Collect each line of the listing below that contains the word "sleeve".

[Box-labeled dataset extracts]
---*---

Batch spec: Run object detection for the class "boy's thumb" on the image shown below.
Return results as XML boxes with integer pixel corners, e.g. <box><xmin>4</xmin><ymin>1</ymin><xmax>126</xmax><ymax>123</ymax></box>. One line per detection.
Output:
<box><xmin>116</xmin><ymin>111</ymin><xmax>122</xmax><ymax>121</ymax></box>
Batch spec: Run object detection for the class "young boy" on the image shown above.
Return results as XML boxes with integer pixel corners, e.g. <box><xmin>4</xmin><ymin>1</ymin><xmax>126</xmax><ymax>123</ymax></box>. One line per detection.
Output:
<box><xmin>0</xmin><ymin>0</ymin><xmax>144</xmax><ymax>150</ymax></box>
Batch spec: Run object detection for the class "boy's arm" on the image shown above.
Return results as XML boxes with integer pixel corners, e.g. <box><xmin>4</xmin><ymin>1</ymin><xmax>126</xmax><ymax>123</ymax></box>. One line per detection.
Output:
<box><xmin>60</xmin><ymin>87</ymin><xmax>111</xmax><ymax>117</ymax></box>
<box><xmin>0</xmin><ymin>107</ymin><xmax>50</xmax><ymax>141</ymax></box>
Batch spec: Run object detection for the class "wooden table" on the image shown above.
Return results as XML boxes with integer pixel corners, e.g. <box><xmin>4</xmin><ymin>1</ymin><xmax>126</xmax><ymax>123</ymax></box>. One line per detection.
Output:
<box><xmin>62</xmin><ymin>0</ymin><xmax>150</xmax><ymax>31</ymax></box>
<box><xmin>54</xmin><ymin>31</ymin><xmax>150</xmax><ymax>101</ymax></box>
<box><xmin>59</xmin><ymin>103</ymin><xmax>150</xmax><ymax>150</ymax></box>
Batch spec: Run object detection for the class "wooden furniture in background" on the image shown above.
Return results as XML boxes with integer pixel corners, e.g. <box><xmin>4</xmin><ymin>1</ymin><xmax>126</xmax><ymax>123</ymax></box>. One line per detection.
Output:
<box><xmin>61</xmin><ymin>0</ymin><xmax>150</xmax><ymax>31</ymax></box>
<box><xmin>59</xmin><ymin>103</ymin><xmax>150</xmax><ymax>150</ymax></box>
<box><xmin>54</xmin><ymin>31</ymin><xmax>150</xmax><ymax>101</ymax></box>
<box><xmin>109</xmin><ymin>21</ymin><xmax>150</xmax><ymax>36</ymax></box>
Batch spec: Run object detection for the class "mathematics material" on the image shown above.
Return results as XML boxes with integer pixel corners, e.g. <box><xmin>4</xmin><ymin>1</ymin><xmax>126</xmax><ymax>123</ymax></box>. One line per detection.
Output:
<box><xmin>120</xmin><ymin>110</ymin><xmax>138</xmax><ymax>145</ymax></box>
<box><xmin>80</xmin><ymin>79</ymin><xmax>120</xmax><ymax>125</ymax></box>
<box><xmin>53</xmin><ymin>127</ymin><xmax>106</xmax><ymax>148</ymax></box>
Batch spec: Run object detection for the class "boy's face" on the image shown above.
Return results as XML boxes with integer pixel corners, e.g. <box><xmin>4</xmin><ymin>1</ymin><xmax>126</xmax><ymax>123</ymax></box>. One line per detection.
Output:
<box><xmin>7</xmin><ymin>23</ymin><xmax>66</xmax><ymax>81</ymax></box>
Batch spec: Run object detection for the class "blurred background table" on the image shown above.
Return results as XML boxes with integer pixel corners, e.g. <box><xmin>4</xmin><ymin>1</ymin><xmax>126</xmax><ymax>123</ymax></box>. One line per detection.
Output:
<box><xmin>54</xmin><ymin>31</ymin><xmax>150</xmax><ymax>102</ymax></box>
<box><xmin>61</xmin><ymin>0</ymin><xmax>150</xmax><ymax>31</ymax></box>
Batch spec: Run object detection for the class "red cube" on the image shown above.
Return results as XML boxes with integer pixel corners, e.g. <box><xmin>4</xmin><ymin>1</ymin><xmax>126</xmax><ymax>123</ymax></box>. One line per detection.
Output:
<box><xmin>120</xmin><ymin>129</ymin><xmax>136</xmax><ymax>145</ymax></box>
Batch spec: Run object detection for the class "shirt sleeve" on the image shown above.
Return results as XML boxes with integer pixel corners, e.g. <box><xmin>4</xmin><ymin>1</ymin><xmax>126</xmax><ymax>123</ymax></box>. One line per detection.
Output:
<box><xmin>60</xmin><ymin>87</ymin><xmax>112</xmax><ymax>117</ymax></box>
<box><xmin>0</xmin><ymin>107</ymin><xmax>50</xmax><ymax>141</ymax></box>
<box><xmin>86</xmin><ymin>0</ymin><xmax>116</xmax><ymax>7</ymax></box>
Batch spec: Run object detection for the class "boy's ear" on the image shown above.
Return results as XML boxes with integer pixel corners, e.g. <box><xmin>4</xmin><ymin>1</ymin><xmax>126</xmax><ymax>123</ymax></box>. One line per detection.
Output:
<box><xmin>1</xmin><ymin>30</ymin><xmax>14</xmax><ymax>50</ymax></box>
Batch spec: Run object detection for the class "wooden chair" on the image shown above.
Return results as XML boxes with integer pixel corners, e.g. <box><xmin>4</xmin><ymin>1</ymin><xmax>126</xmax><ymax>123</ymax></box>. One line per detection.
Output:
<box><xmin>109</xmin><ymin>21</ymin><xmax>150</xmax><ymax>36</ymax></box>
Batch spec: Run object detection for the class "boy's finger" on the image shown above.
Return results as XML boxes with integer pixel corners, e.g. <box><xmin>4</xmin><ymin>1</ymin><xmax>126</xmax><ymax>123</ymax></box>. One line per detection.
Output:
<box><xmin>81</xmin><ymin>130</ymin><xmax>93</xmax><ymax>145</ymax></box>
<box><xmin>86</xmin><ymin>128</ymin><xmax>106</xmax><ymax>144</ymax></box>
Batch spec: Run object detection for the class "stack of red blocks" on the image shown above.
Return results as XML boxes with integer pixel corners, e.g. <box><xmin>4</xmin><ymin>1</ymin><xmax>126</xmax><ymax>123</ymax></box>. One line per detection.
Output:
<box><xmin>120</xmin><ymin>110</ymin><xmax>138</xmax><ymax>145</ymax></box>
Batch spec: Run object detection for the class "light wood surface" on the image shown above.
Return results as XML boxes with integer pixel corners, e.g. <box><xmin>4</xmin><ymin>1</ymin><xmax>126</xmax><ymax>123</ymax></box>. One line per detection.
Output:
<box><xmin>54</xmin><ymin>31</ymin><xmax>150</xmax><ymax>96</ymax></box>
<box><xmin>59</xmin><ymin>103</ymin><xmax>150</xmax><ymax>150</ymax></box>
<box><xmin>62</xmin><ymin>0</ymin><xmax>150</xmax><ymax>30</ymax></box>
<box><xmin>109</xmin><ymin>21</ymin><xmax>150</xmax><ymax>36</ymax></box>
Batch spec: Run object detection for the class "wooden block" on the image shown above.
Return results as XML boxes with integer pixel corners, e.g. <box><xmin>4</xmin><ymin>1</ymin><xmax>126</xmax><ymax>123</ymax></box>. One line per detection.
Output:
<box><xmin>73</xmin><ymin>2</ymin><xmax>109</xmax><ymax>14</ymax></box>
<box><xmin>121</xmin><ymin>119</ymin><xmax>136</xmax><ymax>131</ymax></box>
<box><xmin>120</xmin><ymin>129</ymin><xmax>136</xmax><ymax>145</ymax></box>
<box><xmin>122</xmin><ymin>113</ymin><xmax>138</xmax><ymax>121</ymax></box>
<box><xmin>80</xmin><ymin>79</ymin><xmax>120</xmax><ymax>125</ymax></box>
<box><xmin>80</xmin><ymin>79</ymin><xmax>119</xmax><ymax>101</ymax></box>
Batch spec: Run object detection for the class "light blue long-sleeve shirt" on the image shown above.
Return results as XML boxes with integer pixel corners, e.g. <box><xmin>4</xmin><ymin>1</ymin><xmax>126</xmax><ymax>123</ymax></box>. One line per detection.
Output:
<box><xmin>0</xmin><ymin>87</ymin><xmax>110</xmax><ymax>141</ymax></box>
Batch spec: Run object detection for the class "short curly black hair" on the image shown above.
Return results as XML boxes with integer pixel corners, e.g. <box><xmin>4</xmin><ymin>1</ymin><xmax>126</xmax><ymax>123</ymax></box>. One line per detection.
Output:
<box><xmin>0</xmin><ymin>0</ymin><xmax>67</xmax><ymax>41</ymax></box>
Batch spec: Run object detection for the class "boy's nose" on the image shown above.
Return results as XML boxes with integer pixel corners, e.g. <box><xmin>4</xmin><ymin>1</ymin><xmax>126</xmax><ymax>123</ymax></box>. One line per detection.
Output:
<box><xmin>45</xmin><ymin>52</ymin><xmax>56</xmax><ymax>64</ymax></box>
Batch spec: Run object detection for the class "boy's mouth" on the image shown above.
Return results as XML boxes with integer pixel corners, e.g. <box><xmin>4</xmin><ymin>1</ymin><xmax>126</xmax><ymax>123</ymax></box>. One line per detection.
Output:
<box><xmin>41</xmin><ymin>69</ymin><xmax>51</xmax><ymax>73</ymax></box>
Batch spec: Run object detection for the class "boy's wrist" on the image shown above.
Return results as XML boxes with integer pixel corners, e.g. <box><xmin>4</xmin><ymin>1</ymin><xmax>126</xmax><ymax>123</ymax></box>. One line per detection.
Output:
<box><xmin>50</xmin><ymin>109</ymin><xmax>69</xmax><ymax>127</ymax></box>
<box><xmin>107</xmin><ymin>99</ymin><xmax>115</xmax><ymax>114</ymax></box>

---*---

(Problem solution)
Batch spec: Run object detection for the class "shirt sleeve" on the image shown above.
Batch spec: Run object detection for the class "light blue long-sleeve shirt" on the image shown above.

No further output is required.